§ **EXTRACTED TEXT**:
::::
Books to read this Women’s History Month


Lost in the world of words, a customer eagerly adds another book to their collection. Photo by Saichand Chowdary (He/Him) / Mass Media Contributor

Rena Weafer, Arts Editor

As some readers may know, March is Women’s History Month. To honor this month, here is a list of books to celebrate the accomplishments and achievements of all kinds of women.

New York Times Bestseller, “Bad Feminist” by Roxane Gay makes the top of this list for its creative and witty play on the traditional idea of a “feminist.” The author comments on the irony in modern-day feminism, where we criticize known misogynists but ignore systemic misogyny ingrained in our society.

Through this collection of essays, she proves her devotion to the heart of feminism with her hilarious personality shining through. Vanity Fair says that Gay provides “a complex and multifarious feminism to answer the movement’s ongoing PR issues,” while Celeste Ng simply puts it as “trailblazing” (1).

“White Tears/Brown Scars” by Ruby Hamad describes how white feminists often perpetuate patriarchal and white supremacist values through their treatment of women of color. Hamad conveys powerful messages through her writing that are essential to intersectional feminism.

Author of “The Sex Myth,” Rachel Hills says “‘White Tears/Brown Scars’ belongs in twenty-first century feminist canon. Hamad has written a truly exceptional, agenda-setting work” (2). This book is a must-read, especially for those who want to unlearn white supremacy.

“The Fortunes of Jaded Women” is a story of family and love through generations of women. Years ago, the family was cursed by a witch because their ancestor, Oanh, married for love. In exchange for that, her descendants would never find love or happiness and they would only give birth to women.

In a moment of conflict, Oanh’s descendant Mai Nguyen went to her trusted psychic to ask for advice, where she is told there will be a wedding, a funeral and the birth of a son in the coming year. This prediction brings together the family “for better or for worse” (3). Nancy Jooyoun Kim describes it as “sharp, smart, and gloriously extra” (3).

Danica Roem and her novel “Burn the Page” made history after she became the first openly trans person elected to the U.S. state legislature. She unseated the infamous anti-LGBTQ+ Bob Marshall and was elected to Virginia’s House of Delegates. During her campaign she hired someone to dig up everything that her opponent could possibly use against her, and this book is exactly that.
::::
§ **TASK SET**:
[a] Answer these questions about the Women's History Month reading list:
(i) Who wrote "White Tears/Brown Scars"?
(ii) In "The Fortunes of Jaded Women," why was the family cursed?
(iii) To which body was Danica Roem elected?
[b] Carry on the Women's History Month reading list, picking up right after its final sentence.

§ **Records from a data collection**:
::::
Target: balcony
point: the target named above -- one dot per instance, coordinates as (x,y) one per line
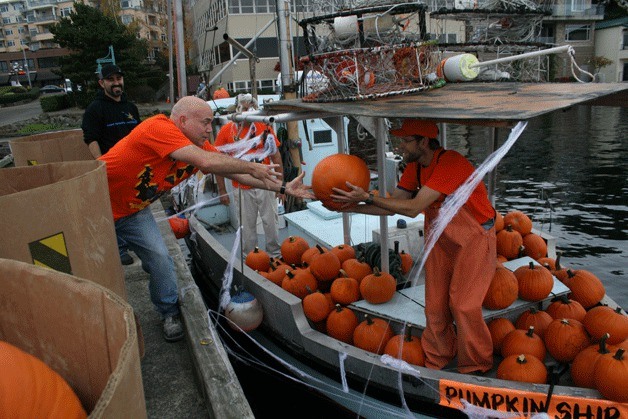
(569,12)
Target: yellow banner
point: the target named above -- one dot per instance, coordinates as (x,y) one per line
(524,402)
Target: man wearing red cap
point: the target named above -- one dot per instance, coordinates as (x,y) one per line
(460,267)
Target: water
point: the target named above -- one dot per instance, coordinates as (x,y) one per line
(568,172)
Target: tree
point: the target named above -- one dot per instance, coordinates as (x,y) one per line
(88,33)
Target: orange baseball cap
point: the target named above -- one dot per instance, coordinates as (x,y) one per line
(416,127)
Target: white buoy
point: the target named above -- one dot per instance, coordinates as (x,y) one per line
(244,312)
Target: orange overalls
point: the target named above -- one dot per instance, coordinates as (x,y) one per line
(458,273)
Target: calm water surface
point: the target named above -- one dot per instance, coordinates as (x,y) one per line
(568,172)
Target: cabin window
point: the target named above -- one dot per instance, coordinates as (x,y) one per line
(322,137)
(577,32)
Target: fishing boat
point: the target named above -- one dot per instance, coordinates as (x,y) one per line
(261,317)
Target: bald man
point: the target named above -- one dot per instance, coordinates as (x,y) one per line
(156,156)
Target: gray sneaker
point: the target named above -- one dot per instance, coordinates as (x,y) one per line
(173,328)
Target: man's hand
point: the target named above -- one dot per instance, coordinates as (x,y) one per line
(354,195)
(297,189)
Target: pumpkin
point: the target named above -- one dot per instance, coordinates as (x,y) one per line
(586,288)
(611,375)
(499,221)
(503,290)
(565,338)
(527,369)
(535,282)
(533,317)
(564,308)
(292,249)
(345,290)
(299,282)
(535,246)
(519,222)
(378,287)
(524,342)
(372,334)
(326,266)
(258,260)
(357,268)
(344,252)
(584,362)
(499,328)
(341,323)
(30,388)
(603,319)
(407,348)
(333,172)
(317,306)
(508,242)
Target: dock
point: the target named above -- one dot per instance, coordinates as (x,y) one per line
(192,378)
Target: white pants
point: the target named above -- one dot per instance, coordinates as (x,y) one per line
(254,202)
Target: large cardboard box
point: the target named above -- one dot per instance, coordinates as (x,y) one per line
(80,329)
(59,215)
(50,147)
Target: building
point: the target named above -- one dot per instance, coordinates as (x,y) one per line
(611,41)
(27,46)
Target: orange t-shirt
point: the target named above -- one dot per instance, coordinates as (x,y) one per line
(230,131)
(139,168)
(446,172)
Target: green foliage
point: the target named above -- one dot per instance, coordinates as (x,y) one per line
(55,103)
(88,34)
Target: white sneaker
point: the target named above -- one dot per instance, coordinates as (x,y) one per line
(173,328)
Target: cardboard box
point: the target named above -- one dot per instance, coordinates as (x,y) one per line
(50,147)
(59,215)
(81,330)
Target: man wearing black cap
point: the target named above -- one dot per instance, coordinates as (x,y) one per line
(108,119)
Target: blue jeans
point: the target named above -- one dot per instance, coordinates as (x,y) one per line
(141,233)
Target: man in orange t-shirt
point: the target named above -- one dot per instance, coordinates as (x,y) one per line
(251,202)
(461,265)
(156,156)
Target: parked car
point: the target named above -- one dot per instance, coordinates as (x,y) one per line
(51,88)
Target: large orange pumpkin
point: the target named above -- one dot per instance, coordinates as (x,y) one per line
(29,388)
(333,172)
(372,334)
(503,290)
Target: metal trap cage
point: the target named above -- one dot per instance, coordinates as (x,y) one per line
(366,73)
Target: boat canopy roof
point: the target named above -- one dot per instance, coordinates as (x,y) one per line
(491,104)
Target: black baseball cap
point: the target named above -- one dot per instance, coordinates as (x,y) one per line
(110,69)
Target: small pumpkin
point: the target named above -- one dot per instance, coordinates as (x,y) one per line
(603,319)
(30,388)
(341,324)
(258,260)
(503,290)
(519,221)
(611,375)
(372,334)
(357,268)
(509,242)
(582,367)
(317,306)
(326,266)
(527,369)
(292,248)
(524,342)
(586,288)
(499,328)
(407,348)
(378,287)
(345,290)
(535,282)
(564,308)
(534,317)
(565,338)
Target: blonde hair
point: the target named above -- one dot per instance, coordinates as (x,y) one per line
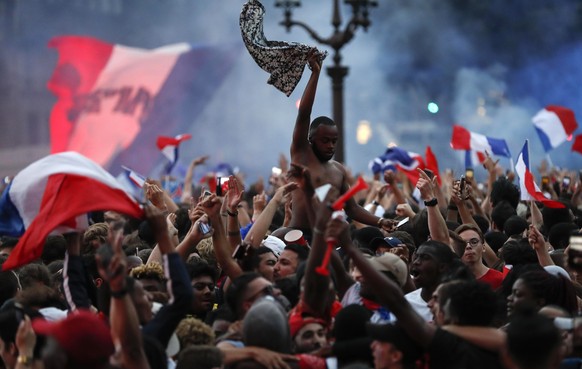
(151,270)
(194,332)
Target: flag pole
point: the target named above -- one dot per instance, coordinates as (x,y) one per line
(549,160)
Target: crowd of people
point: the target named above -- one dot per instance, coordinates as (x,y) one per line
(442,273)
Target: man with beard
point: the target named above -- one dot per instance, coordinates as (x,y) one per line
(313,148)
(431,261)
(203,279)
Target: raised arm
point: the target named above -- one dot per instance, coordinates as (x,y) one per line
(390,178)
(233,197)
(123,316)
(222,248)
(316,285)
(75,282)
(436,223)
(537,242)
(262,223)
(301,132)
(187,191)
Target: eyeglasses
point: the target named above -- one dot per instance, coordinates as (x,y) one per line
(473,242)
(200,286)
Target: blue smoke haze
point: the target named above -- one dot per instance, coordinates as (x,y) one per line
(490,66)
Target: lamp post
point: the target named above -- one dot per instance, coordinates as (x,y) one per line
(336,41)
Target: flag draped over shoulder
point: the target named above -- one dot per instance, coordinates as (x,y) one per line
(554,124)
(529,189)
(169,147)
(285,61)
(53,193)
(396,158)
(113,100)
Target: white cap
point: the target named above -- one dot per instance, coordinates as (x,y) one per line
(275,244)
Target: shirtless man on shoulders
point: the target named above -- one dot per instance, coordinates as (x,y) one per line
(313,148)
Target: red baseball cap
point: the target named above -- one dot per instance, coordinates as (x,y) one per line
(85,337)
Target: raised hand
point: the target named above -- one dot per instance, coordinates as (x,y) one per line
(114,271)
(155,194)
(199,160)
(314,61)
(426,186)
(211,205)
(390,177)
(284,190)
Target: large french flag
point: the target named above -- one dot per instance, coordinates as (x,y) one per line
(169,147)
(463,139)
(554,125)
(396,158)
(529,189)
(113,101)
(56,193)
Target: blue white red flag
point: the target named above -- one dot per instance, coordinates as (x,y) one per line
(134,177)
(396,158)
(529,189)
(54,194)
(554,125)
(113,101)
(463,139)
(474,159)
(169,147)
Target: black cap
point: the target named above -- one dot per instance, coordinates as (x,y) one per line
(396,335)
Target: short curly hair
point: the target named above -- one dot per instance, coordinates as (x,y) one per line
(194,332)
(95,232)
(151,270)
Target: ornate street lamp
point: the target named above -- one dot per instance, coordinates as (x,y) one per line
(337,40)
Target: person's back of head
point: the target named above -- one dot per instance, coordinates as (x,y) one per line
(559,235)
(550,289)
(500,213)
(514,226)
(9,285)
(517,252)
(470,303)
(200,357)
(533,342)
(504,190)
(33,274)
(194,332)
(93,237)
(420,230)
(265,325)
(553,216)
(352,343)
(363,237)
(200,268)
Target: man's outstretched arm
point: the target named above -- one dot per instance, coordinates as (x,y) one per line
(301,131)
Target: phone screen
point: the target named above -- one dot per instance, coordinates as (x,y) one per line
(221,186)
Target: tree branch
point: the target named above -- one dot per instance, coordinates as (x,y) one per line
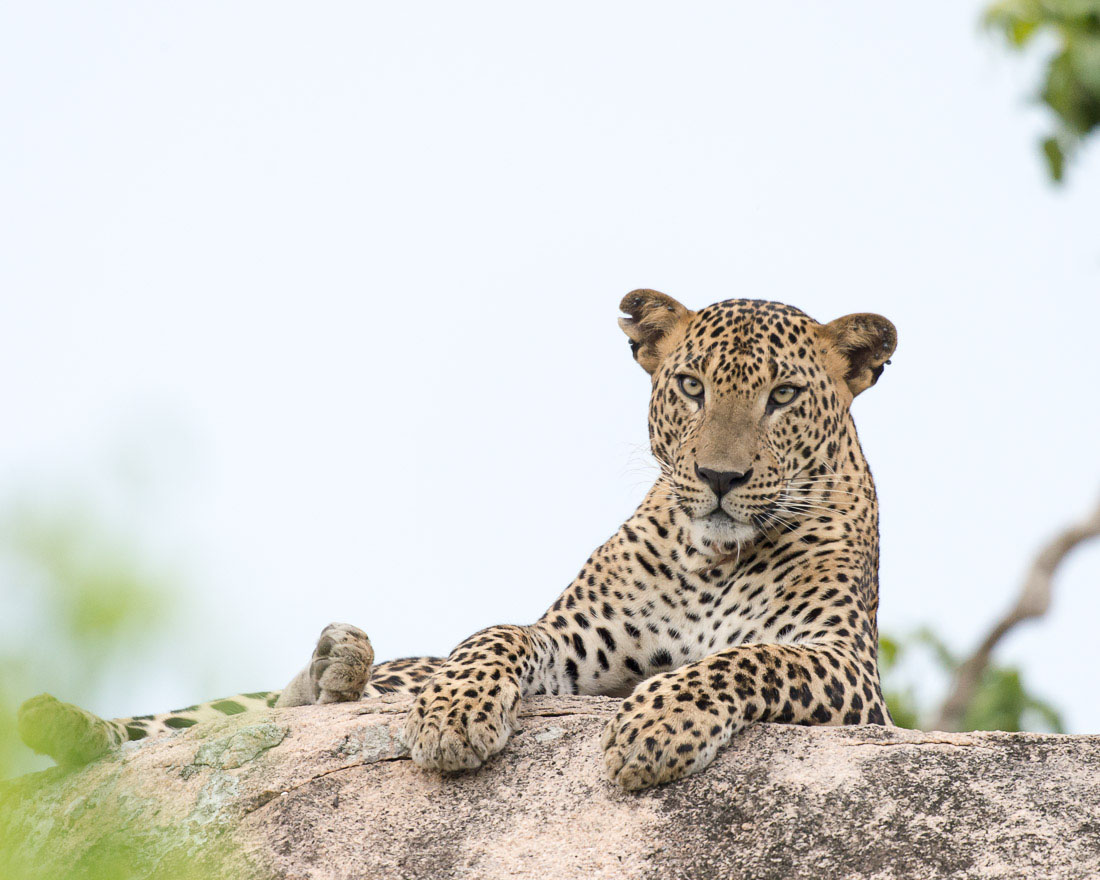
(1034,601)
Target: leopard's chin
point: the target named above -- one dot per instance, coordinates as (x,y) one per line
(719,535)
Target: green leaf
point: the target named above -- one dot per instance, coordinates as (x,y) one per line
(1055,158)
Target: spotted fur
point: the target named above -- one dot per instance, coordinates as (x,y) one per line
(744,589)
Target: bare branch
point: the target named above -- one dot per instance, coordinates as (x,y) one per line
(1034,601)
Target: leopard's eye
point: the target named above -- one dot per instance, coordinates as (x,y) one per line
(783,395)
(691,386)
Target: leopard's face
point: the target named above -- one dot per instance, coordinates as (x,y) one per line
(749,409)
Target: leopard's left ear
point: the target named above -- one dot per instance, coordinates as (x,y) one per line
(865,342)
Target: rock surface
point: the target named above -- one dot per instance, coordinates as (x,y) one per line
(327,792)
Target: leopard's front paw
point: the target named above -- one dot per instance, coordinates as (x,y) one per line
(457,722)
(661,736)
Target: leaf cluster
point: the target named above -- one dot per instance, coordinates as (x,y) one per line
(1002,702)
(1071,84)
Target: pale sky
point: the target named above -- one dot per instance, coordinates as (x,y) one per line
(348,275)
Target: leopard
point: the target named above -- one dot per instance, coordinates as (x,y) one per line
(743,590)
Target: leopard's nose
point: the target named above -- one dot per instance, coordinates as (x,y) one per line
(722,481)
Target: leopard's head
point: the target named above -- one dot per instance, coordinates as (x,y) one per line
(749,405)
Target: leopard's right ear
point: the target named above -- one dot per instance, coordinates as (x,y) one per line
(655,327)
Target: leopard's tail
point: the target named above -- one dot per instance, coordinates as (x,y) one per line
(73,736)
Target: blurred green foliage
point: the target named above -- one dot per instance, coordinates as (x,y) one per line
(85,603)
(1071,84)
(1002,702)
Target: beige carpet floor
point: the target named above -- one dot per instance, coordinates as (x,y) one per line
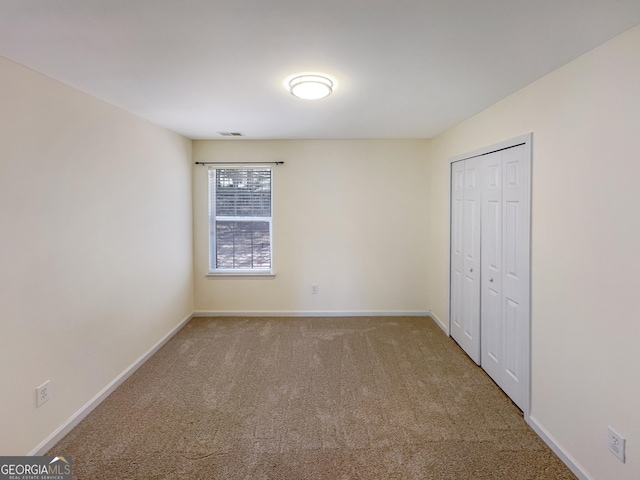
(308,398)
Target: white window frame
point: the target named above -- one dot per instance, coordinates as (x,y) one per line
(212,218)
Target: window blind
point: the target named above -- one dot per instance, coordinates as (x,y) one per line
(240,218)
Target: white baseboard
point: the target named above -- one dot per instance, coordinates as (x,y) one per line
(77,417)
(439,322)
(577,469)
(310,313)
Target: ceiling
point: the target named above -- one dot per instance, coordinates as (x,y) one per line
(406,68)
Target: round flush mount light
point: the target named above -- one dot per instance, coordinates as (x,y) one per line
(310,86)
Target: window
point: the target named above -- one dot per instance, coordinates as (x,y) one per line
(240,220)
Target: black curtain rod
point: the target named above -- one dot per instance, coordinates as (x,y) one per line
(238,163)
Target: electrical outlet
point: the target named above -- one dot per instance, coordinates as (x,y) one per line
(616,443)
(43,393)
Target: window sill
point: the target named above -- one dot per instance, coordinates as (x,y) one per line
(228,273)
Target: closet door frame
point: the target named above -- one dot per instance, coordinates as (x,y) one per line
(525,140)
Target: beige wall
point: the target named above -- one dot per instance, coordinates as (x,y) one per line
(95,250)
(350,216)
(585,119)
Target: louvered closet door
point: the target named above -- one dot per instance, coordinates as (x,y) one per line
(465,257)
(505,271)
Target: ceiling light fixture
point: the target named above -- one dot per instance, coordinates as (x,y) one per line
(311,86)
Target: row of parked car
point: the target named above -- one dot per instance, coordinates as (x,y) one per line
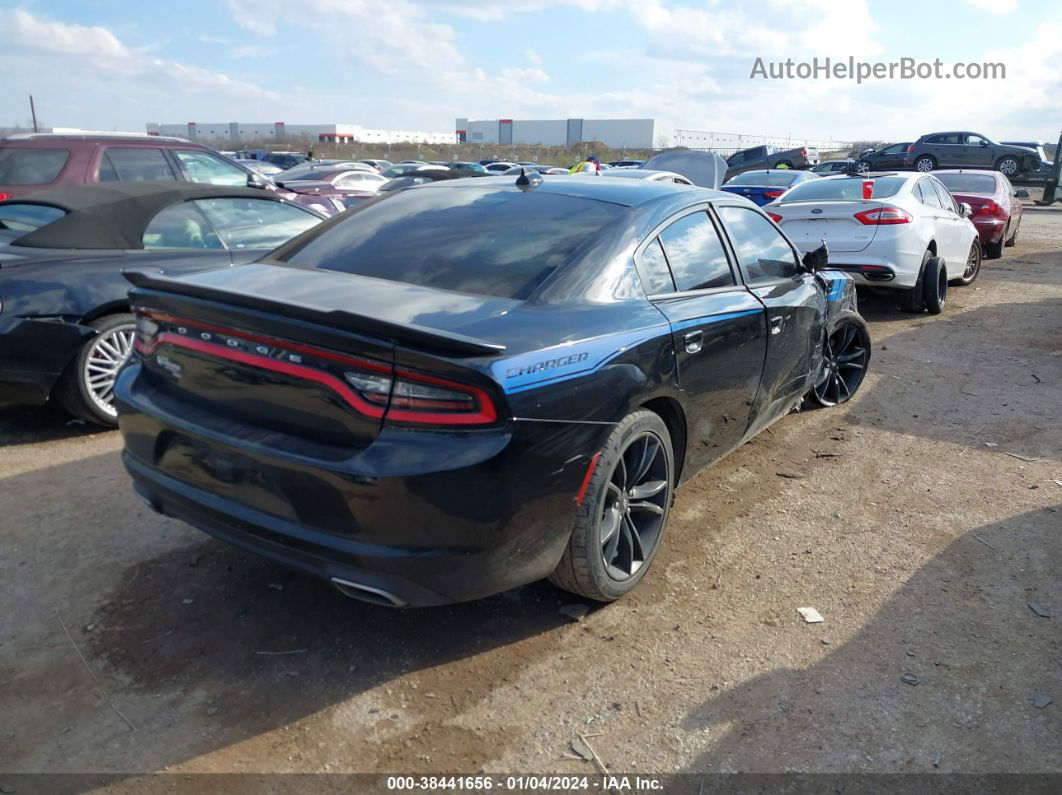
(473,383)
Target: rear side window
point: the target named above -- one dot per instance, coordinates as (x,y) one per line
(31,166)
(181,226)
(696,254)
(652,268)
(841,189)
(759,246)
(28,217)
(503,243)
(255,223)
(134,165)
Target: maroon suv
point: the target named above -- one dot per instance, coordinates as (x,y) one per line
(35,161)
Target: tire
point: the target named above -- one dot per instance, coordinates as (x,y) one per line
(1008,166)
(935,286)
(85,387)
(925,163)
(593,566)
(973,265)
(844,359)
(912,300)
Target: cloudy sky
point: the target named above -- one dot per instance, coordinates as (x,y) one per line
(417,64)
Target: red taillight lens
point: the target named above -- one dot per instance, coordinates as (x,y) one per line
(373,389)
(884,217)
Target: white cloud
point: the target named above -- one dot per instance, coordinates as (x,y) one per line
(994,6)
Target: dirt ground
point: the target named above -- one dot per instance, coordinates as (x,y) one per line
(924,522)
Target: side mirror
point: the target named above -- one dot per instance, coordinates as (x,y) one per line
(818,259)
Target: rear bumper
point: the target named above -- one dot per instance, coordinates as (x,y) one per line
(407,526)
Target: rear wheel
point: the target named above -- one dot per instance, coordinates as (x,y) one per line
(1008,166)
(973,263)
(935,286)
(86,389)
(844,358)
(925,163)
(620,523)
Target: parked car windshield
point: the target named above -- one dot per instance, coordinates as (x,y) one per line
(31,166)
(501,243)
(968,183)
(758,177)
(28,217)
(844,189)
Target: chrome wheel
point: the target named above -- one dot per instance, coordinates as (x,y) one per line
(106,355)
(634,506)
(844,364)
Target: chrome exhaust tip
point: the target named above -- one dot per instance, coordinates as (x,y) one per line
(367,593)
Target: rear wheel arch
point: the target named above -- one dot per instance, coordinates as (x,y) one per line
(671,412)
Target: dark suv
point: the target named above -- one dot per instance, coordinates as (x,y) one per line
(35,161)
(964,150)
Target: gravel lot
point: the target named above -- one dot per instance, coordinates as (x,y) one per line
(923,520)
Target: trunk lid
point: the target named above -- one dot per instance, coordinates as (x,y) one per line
::::
§ **LIST OF ANSWERS**:
[a]
(i) Ruby Hamad
(ii) Their ancestor, Oanh, married for love.
(iii) Virginia's House of Delegates

[b]
Roem shows that anyone can rewrite their own future regardless of their past. Electric Literature says, “a political memoir unlike any other. Inspired by the opposition research she conducted on herself during her campaign, the Virginian delegate chronicles her rise from a metalhead reporter moonlighting as a food delivery driver to a game-changing public official” (4).

Founder of arguably the largest movement of the twenty-first century, Tarana Burke writes her story of the Me-Too Movement in her memoir, “Unbound.” This instant New York Times bestseller illustrates her past as a sexual assault survivor and her need to confront this past as she pursues justice for herself and every Black and Brown girl in her situation.

Barnes and Noble says, “it is a story of possibility, of empathy, of power and of the leader we all have inside ourselves. In sharing her path toward healing and saying ‘me too,’ Tarana reaches out a hand to help us all on our own journeys” (5).

“Beauty Sick” by Renee Engeln, Ph.D., is a starter to the long-needed conversation about how modern society’s influence has detrimental effects on women’s health. She explains the contradiction between anger at the news’ treatment of women and the use of popular apps like Facetune.

Peggy Orienstein says, “girls learn that how they look is more important than who they are—the essential symptom of beauty sickness. But Engeln doesn’t stop at diagnosis: she offers the possibility of a cure” (6).

All of these books are available at Boston Public Library and Barnes and Noble. Make sure to pick up one to celebrate the incredible history of women!